## Start

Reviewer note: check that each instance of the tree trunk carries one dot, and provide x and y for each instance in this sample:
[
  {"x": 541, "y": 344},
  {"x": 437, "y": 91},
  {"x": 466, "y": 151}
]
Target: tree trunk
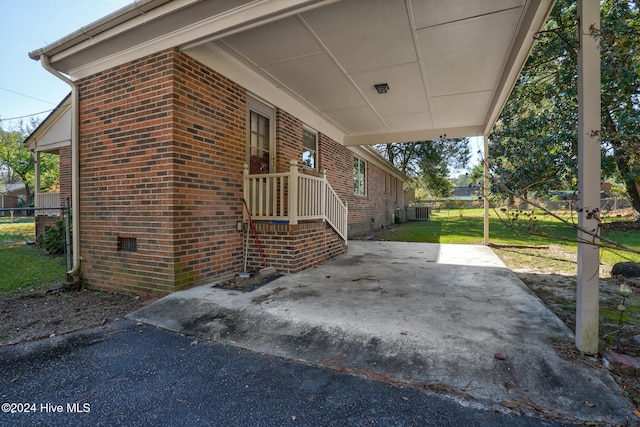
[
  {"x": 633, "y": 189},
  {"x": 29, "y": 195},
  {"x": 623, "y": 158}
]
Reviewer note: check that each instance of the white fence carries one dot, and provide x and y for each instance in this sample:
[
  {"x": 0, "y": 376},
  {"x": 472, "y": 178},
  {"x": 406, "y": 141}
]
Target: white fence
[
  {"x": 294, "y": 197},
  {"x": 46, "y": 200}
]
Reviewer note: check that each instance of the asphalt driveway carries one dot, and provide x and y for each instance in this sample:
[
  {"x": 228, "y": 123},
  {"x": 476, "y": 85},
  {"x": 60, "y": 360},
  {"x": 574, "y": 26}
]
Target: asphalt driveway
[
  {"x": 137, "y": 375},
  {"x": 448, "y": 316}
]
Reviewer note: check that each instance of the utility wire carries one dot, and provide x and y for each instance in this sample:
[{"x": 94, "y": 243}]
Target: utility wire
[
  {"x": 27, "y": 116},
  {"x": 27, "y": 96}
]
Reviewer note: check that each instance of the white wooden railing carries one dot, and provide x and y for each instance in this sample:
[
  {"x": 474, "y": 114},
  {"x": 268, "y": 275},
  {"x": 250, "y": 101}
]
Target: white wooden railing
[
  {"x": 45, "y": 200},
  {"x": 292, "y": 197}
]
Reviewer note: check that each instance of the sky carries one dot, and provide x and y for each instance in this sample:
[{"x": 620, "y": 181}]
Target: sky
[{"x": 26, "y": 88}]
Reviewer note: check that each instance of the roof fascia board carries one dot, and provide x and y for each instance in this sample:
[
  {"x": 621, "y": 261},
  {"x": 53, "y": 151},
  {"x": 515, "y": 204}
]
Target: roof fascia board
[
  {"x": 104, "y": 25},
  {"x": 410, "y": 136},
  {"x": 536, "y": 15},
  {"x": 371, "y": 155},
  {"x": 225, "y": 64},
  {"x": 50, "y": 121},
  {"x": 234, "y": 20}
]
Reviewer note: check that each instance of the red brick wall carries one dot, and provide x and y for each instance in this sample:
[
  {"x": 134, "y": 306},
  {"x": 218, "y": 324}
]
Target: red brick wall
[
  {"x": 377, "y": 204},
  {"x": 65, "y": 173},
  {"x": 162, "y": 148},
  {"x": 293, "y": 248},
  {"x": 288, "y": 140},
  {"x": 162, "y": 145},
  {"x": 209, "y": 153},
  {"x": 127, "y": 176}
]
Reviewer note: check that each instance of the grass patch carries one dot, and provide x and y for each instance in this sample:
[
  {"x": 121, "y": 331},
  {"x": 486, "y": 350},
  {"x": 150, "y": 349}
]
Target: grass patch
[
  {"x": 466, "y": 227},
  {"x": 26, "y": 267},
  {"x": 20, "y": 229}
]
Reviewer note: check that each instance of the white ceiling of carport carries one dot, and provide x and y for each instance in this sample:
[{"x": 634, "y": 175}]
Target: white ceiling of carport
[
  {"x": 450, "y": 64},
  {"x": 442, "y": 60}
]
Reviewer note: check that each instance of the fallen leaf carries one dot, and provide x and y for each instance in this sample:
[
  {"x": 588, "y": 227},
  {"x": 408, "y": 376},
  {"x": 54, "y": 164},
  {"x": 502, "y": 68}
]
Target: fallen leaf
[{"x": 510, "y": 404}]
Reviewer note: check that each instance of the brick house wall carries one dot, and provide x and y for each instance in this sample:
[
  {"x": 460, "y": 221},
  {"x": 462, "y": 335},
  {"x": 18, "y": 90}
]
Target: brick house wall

## End
## Start

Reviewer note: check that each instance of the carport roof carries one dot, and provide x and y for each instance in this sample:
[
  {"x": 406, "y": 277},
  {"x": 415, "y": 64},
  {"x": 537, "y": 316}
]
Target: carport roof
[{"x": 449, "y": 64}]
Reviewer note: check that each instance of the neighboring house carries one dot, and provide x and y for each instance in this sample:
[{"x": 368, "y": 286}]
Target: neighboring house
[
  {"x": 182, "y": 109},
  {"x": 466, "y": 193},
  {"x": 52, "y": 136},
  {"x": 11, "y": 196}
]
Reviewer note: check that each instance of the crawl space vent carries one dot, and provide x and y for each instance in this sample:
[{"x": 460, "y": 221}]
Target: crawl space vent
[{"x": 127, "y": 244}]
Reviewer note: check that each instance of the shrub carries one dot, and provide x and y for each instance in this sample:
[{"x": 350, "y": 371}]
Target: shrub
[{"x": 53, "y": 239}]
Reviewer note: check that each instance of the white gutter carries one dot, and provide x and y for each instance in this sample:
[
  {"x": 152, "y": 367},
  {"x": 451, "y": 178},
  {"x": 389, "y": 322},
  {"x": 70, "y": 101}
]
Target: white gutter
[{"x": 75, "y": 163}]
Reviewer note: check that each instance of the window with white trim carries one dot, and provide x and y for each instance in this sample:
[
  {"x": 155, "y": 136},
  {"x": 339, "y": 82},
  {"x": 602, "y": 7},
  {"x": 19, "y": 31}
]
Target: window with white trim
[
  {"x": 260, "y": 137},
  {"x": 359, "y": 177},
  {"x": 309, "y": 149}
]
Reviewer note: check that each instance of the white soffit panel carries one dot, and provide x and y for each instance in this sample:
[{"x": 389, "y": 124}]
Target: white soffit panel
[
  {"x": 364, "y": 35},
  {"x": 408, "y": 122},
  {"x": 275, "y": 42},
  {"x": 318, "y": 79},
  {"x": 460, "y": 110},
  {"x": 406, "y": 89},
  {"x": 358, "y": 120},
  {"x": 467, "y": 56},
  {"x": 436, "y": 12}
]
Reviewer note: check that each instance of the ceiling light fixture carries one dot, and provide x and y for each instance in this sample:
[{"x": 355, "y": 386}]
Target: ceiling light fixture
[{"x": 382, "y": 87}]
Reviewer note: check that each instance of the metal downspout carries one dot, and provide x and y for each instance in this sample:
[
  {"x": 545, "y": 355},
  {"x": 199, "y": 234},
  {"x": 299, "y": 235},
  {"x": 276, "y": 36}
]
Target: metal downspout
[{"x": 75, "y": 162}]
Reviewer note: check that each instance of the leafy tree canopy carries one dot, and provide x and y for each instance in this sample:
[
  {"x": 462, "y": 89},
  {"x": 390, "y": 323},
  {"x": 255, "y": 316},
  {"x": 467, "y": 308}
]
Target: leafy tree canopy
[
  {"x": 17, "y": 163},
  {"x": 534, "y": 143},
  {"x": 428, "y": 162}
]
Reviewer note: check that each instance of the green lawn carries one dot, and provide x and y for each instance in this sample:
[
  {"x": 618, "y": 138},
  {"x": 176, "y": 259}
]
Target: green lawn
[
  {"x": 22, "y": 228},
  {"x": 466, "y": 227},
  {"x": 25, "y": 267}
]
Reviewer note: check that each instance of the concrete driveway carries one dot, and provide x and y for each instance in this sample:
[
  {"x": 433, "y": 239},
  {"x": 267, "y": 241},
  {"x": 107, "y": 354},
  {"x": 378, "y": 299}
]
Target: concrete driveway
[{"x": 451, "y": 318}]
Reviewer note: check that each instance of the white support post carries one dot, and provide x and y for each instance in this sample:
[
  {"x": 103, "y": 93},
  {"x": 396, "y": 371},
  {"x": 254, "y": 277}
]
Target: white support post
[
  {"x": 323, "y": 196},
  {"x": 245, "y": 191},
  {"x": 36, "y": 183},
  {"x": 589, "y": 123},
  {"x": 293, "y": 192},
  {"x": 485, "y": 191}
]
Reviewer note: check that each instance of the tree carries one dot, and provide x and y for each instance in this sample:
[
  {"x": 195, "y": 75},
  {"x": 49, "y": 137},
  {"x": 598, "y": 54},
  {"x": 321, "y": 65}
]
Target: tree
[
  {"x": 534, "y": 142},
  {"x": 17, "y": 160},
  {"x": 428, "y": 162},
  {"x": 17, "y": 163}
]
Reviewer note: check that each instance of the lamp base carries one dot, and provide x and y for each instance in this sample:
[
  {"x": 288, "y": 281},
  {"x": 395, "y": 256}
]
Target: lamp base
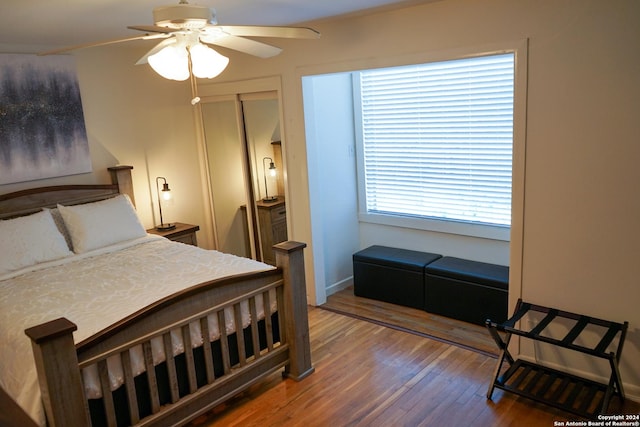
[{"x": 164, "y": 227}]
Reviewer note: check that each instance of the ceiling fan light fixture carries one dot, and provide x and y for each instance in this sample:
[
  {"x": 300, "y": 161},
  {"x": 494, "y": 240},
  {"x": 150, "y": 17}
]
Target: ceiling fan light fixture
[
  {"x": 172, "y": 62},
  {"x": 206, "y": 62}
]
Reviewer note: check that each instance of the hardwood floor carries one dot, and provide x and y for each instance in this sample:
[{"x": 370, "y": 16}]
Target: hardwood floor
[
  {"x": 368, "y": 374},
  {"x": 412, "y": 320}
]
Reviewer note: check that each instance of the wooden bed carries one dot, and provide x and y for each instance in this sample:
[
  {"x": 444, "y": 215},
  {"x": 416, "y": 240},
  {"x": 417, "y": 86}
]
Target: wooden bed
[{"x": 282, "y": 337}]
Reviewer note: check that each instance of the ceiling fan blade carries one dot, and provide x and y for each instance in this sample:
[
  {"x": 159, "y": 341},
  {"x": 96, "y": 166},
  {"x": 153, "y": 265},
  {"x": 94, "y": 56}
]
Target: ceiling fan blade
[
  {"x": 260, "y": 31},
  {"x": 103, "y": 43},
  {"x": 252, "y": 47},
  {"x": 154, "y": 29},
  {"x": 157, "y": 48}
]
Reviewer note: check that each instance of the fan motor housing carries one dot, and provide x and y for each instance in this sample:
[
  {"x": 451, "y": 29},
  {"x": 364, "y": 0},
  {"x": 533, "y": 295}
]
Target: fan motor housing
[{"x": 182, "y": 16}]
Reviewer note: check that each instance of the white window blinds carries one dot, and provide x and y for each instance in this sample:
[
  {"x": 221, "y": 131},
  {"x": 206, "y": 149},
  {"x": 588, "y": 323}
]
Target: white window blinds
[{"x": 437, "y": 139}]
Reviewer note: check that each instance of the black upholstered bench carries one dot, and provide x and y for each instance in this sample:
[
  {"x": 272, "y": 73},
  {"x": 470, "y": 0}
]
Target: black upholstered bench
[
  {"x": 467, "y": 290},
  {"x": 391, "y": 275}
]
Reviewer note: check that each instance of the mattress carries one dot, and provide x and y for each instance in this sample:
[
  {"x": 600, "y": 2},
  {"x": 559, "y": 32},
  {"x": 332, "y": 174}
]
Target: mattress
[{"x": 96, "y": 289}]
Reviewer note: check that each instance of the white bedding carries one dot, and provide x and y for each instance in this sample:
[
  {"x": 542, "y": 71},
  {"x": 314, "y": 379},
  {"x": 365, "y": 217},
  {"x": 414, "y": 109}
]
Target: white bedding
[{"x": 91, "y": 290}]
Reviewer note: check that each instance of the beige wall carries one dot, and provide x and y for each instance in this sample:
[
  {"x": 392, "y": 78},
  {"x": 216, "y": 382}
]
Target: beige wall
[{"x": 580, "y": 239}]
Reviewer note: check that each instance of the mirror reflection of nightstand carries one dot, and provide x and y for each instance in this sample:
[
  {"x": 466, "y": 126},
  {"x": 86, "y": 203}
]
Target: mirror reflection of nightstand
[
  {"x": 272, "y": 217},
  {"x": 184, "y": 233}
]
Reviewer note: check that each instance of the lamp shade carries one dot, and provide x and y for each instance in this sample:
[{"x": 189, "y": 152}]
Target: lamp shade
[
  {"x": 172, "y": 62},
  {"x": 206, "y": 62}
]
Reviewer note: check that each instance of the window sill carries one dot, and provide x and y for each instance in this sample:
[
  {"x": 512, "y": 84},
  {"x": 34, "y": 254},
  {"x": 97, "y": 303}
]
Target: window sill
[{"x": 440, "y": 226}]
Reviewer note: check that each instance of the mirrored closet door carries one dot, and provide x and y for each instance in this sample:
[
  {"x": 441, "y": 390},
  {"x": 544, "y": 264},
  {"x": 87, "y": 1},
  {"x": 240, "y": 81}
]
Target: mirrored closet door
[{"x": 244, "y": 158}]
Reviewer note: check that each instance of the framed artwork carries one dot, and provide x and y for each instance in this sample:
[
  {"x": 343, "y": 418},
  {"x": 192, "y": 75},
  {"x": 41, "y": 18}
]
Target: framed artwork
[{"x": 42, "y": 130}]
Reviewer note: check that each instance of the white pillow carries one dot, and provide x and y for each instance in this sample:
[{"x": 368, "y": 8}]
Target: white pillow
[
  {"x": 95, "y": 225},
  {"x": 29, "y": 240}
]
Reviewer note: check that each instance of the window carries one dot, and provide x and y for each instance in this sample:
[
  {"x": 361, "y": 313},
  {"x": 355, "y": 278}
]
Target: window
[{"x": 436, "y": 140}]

## End

▶ [REQUIREMENTS]
Which lines above contain the string "trim", with case counting? Copy each of them.

▶ [RESULT OF THIS EXERCISE]
Reviewer note: check that each instance of the window with white trim carries one dot, and provide x and y for each instance in this sample:
Target: window with white trim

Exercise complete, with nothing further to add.